#### SHORT EXERCISE A
Could you write out, word for word, everything in the listing from the line containing "Find the white" down to the line containing "[[[238,0],[199,0],[196,11],[170,57],[178,62],[191,55]]]", including both of those lines and nothing else?

--- GIVEN PASSAGE ---

STATEMENT OF THE DISCLOSURE
[0010] The present disclosure provides an optical fibre cable. The optical
fibre cable includes a plurality of tubes and a sheath. The sheath encapsulates the plurality of tubes. Each of the plurality of tubes has a plurality of optical fibers. At least one tube of the plurality of tubes has young's modulus that is different from other tubes. Each of the plurality of tubes has a same base material. The plurality of tubes is arranged in multiple layers with each layer having tubes with different young's modulus.
BRIEF DESCRIPTION OF THE FIGURES
[0011] Having thus described the invention in general terms, reference will
now be made to the accompanying drawings, which are not necessarily drawn to scale, and wherein:
[0012] FIG. 1 illustrates an optical fibre cable with multi-layered tube
design, in accordance with an aspect of the present disclosure;
[0013] FIG. 2 illustrates another optical fiber cable with the multi-layered
tube design, in accordance with another aspect of the present disclosure; and
[0014] FIG. 3 illustrates yet another optical fiber cable with the multi-
layered tube design, in accordance with yet another aspect of the present disclosure.
[0015] It should be noted that the accompanying figures are intended to
present illustrations of exemplary aspects of the present disclosure. These figures are not intended to limit the scope of the present disclosure. It should also be noted that accompanying figures are not necessarily drawn to scale.

DETAILED DESCRIPTION
[0016] Reference in this specification to "one aspect" means that a particular
feature, structure, or characteristic described in connection with the aspect is included in at least one aspect of the present technology. The appearance of the phrase "in one aspect" in various places in the specification are not necessarily all referring to the same aspect, nor are separate or alternative aspects mutually exclusive of other aspects. Moreover, various features are described which may be exhibited by some aspects and not by others. Similarly, various requirements are described which may be requirements for some aspects but no other aspects.

--- SUPPLIED DATA ---

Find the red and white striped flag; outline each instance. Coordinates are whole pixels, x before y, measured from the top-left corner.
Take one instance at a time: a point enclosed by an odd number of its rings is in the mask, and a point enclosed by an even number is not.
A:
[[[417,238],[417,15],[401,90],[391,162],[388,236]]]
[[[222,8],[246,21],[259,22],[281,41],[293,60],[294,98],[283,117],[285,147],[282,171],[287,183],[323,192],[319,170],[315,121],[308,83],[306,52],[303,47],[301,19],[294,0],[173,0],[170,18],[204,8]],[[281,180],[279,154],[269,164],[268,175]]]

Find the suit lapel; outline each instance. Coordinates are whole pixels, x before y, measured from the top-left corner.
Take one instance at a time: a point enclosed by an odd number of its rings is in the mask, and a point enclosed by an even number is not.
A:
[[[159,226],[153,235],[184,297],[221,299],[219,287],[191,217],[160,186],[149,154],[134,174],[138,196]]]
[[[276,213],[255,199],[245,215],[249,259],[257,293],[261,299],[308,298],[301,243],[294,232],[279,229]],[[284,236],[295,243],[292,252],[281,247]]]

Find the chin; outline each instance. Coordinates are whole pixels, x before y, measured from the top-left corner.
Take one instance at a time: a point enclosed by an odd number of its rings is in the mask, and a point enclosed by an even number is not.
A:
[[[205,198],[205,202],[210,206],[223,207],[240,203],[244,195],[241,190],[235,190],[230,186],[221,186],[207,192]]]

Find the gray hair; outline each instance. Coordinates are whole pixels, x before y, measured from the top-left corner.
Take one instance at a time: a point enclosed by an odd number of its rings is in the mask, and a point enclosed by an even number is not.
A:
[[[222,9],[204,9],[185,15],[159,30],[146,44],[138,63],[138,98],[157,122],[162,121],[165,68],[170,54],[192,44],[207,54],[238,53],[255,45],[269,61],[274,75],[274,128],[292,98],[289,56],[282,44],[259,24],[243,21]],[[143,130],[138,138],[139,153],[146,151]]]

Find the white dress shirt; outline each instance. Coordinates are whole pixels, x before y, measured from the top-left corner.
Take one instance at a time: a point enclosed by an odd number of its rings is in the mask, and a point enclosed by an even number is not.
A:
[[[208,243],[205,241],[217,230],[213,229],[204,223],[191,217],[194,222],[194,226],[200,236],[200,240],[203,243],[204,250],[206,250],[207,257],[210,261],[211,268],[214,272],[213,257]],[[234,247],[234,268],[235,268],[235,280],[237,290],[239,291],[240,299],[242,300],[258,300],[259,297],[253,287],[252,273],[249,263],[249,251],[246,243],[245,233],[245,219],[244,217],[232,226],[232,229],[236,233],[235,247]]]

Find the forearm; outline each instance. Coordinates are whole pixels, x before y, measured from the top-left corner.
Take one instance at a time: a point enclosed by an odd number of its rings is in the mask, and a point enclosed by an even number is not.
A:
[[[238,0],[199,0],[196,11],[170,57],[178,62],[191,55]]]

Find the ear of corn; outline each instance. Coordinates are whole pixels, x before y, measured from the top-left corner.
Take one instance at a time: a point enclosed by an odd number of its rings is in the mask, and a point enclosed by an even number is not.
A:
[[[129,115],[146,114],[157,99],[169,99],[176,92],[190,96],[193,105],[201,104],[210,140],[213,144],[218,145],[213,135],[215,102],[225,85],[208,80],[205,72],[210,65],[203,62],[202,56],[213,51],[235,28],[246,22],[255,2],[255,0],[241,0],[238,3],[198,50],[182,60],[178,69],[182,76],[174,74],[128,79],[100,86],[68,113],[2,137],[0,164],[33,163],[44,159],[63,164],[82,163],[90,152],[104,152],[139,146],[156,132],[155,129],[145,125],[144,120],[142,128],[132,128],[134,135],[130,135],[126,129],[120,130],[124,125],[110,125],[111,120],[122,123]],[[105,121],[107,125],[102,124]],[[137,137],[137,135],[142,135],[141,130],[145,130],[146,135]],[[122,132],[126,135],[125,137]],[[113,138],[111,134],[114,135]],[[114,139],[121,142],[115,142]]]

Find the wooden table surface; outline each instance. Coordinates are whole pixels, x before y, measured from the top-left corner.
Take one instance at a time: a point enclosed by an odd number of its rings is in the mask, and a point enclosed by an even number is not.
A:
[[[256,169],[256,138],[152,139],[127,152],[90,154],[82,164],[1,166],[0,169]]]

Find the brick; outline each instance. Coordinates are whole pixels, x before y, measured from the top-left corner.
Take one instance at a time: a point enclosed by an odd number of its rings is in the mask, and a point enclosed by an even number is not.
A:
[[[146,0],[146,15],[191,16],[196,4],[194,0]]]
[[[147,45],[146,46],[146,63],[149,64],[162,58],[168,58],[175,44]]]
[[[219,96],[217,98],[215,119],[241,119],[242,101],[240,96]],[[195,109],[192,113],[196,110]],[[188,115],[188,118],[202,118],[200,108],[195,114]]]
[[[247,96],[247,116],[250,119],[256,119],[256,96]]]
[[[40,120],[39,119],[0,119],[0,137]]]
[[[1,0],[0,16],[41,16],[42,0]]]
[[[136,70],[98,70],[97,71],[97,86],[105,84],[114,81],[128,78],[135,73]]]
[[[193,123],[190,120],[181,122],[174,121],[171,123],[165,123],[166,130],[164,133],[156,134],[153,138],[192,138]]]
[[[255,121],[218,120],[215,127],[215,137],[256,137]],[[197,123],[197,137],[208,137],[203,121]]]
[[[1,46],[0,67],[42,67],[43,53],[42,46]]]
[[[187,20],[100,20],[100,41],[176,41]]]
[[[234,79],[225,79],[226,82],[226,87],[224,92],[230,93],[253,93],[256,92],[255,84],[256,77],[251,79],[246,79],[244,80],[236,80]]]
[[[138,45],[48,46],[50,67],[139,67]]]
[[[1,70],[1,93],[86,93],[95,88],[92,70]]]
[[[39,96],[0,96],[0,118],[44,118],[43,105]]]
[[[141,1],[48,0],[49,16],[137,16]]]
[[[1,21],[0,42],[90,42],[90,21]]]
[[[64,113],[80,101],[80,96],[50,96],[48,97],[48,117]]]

---

#### SHORT EXERCISE B
Can you continue the passage on the optical fibre cable from the point where it stops?

#### TASK RESULT A
Find the white dress shirt; outline each instance. Coordinates are whole pixels, x before y, measured from the top-left corner.
Take one instance at a time: a point enclosed by an odd number of its rings is in the mask, and a point enclosed by an even number is not.
A:
[[[208,243],[205,241],[217,230],[213,229],[204,223],[191,217],[194,222],[194,226],[200,236],[200,240],[203,243],[204,250],[206,250],[207,257],[210,261],[211,268],[214,272],[213,257]],[[234,247],[234,268],[235,268],[235,280],[237,290],[239,291],[240,299],[242,300],[258,300],[259,297],[253,287],[252,273],[249,263],[249,251],[246,243],[245,233],[245,219],[244,217],[232,226],[232,229],[236,233],[235,247]]]

Find the forearm; outline each instance. Coordinates are whole pixels, x before y, measured from the top-left corner.
Take one instance at a time: a point enclosed by an odd number of its rings is in the mask, and a point enclosed by an even number is not.
A:
[[[238,0],[199,0],[196,11],[170,57],[178,62],[191,55]]]

#### TASK RESULT B
[0017] Reference will now be made in detail to selected aspects of the
present disclosure in conjunction with accompanying figures. The aspects described herein are not intended to limit the scope of the disclosure, and the present disclosure should not be construed as limited to the aspects described. This disclosure may be embodied in different forms without departing from the scope and spirit of the disclosure. It should be understood that the accompanying figures are intended and provided to illustrate aspects of the disclosure described below and are not necessarily drawn to scale. In the drawings, like numbers refer to like elements throughout, and thicknesses and dimensions of some components may be exaggerated for providing better clarity and ease of understanding.
[0018] Moreover, although the following description contains many specifics
for the purposes of illustration, anyone skilled in the art will appreciate that many variations and/or alterations to said details are within the scope of the present technology. Similarly, although many of the features of the present technology are described in terms of each other, or in conjunction with each other, one skilled in the art will appreciate that many of these features can be

provided independently of other features. Accordingly, this description of the present technology is set forth without any loss of generality to, and without imposing limitations upon, the present technology.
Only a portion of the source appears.